▸ READING PASSAGE
==================================================

# industry yard and track planning



## NorthwestGarrattGuy (Oct 18, 2021)

i want have a brewery on my layout but we need a dogbone too how does one design a compact yard for a piko brewery
Note my layout is not yet built


----------



## Exador (Jan 24, 2020)

Too me, a brewery would be using a spur rather than a yard. Could be back in or thru traffic. The Piko brewery doesn't have doors or a dock in the back, the logical place to run the spur. Of course these could be added. Looking at the kit, I might make some casting molds from the walls. Could come in handy later. Very nice detail.


----------



## NorthwestGarrattGuy (Oct 18, 2021)

Exador said:


> Too me, a brewery would be using a spur rather than a yard. Could be back in or thru traffic. The Piko brewery doesn't have doors or a dock in the back, the logical place to run the spur. Of course these could be added. Looking at the kit, I might make some casting molds from the walls. Could come in handy later. Very nice detail.


ok that makes sense i just need to know if i can fit some tracks for switching inside or around the big reversing loop


----------



## Greg Elmassian (Jan 3, 2008)

All depends on the size of the brewery, but even Coors in Colorado does not have more than a few tracks.

==================================================

▸ DATASET RECORDS
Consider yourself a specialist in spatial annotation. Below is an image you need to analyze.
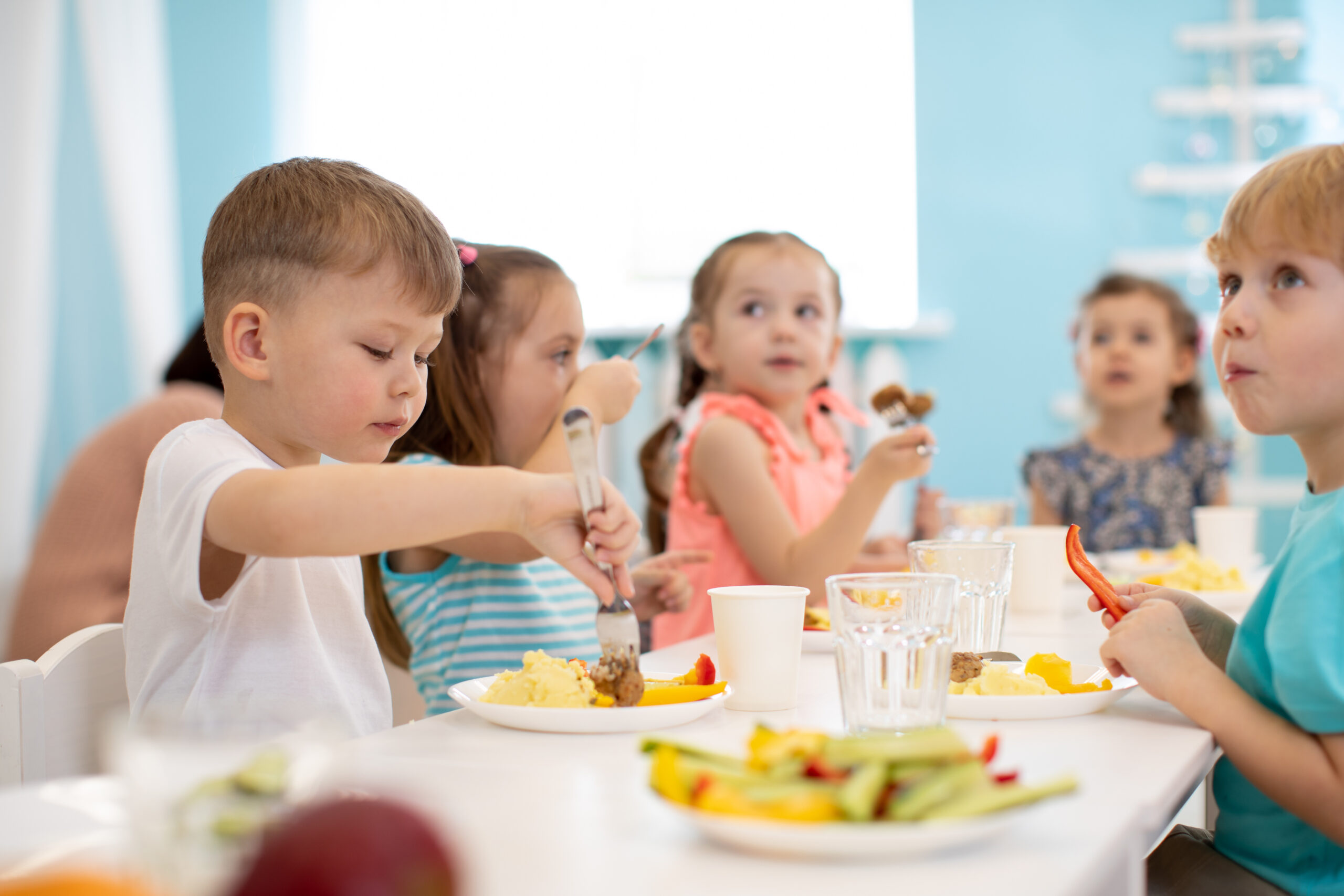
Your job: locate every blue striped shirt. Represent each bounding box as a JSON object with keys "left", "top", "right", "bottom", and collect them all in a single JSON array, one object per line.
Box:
[{"left": 379, "top": 454, "right": 602, "bottom": 716}]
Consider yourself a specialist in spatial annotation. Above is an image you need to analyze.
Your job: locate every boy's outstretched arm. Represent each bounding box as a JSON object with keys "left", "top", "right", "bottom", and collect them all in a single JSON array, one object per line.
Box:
[
  {"left": 1101, "top": 600, "right": 1344, "bottom": 845},
  {"left": 204, "top": 463, "right": 640, "bottom": 600},
  {"left": 430, "top": 357, "right": 640, "bottom": 563}
]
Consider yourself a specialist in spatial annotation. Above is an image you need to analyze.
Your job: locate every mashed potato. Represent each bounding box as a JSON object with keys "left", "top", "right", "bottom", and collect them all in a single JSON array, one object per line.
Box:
[
  {"left": 481, "top": 650, "right": 597, "bottom": 709},
  {"left": 948, "top": 662, "right": 1059, "bottom": 697}
]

==================================================

▸ WRITTEN EXERCISE 1
Decide whether each statement agrees with the brewery track-planning thread, answering yes or no and quoting the exact words of the thread that decide it. (a) The Piko brewery kit has doors and a dock in the back. (b) The layout of the person asking about the brewery has not been built yet. (c) Coors in Colorado has more than a few tracks.
▸ WRITTEN EXERCISE 2
Reproduce word for word the stretch of the brewery track-planning thread from "ok that makes" through "(Jan 3, 2008)".

▸ ANSWER 1
(a) No: "The Piko brewery doesn't have doors or a dock in the back"
(b) Yes: "Note my layout is not yet built"
(c) No: "even Coors in Colorado does not have more than a few tracks"

▸ ANSWER 2
ok that makes sense i just need to know if i can fit some tracks for switching inside or around the big reversing loop


----------



## Greg Elmassian (Jan 3, 2008)